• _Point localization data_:

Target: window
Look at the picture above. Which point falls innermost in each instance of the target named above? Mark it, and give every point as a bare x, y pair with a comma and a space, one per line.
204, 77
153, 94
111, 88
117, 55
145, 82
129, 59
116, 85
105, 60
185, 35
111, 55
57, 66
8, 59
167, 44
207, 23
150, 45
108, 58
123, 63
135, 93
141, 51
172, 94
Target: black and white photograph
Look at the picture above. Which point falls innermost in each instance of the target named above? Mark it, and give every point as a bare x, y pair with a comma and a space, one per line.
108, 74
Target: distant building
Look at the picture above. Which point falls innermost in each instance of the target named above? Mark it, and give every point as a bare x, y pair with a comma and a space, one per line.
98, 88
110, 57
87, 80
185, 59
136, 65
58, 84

• _PROBLEM REQUIREMENTS_:
Repeat every record, exactly as written.

• _THE COMPLETED TASK_:
Target: window
Look at the picture above. Which point falls innermost in each instance of the target named above? Mark it, and give every point as a bare x, y pair with a comma and a space, one per line.
204, 77
153, 94
111, 88
117, 55
145, 82
129, 59
116, 85
105, 60
185, 35
111, 55
57, 66
8, 59
167, 44
207, 23
150, 45
108, 58
123, 63
135, 93
141, 51
172, 94
Target: black and white photograph
Look at the picture above. Which point falls innermost in each instance of the target named above? Mark it, and give every point as a bare x, y pair with a comma and a space, one per line.
108, 74
Target: distant building
Look at the picture above. Which point falls innermost in each instance of the target named above? Mark it, and give every point as a bare x, y pair with a comma and a space, one per line.
98, 88
110, 57
87, 80
185, 59
136, 65
58, 84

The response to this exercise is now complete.